= Cognitive test =

Assessments of the cognitive capabilities of humans and other animals

Cognitive tests are assessments of the cognitive capabilities of humans and other animals. Tests administered to humans include various forms of IQ tests; those administered to animals include the mirror test (a test of visual self-awareness) and the T maze test (which tests learning ability). Such testing is used in psychology and psychometrics, as well as other fields studying human and animal intelligence.

Modern cognitive tests originated through the work of James McKeen Cattell who coined the term "mental tests". They followed Francis Galton's development of physical and physiological tests. For example, Galton measured strength of grip and height and weight. He established an "Anthropometric Laboratory" in the 1880s where patrons paid to have physical and physiological attributes measured. Galton's measurements had an enormous influence on psychology. Cattell continued the measurement approach with simple measurements of perception. Cattell's tests were eventually abandoned in favor of the battery test approach developed by Alfred Binet.

◆ Exercise requirements
**A)** In the cognitive tests text, who coined the term "mental tests"?
**B)** Rewrite the part of the records that opens with the line containing "Spot the green pitch" and runs through the end of the records, replacing "black shorts" with "dark shorts" and leaving everything else unchanged.
The records are unrelated to the cognitive tests text.

◆ Material provided

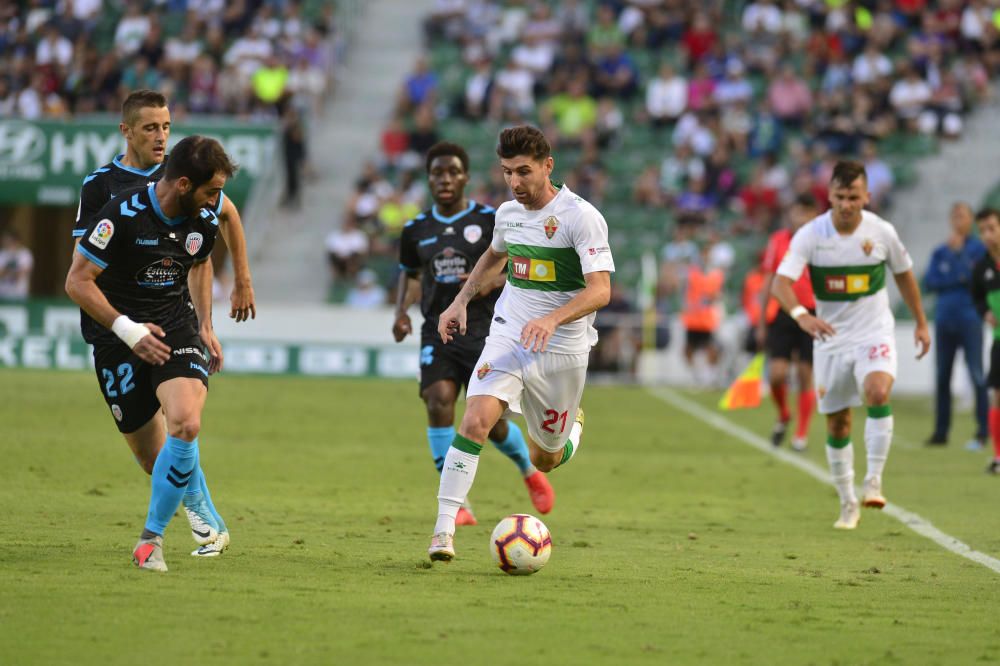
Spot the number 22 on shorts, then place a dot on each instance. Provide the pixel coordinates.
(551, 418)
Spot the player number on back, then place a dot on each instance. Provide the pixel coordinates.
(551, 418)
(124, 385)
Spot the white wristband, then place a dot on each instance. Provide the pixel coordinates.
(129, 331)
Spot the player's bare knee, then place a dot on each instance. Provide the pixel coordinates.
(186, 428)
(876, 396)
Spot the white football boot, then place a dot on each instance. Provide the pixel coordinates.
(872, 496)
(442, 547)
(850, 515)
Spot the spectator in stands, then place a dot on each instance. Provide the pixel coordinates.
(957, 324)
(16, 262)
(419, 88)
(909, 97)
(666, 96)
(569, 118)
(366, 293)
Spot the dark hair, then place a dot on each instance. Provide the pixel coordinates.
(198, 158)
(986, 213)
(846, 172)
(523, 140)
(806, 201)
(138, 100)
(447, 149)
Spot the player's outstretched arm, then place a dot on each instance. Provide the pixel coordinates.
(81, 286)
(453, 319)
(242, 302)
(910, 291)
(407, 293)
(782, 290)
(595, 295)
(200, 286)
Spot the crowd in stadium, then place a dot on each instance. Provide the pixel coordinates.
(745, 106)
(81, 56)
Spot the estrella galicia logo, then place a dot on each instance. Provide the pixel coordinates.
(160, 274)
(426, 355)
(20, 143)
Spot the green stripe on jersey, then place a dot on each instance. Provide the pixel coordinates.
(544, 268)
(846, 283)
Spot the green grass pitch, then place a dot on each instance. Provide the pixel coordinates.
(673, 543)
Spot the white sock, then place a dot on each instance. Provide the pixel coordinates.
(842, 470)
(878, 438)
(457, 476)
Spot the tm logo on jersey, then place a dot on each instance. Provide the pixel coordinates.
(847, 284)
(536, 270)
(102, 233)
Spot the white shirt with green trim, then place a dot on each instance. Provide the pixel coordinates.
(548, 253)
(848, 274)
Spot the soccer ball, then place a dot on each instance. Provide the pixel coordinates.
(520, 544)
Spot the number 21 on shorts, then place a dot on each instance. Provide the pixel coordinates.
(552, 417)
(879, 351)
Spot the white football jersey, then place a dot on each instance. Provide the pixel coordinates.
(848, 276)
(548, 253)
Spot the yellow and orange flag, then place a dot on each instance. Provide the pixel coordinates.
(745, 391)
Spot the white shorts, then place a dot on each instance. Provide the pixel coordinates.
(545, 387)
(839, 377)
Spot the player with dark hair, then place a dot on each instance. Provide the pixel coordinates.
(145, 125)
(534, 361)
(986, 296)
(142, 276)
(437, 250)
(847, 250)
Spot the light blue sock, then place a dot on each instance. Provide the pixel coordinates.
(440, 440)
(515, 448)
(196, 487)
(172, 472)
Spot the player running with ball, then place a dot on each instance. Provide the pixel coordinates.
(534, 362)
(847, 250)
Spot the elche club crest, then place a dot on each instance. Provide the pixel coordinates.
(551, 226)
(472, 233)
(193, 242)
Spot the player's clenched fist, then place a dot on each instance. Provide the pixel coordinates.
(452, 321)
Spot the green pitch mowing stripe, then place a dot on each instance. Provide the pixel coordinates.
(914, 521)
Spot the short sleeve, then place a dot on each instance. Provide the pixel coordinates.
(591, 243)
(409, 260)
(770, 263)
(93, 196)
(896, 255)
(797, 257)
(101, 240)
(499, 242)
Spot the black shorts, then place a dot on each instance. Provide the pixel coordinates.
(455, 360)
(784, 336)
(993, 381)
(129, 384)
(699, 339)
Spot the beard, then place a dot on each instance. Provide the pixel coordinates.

◆ Task-by-task answers
**A)** James McKeen Cattell.

**B)**
Spot the green pitch mowing stripe, then place a dot on each instance. Provide the pixel coordinates.
(914, 521)
Spot the short sleeve, then place a dot on each instance. Provide the pixel coordinates.
(591, 243)
(409, 260)
(770, 263)
(93, 196)
(896, 255)
(797, 257)
(101, 240)
(499, 242)
Spot the dark shorts, then place a dot on each instance. Provide the pixel coordinates.
(455, 360)
(784, 336)
(993, 381)
(129, 384)
(699, 339)
Spot the beard, then place a dot on each instance. Provide the pixel coordinates.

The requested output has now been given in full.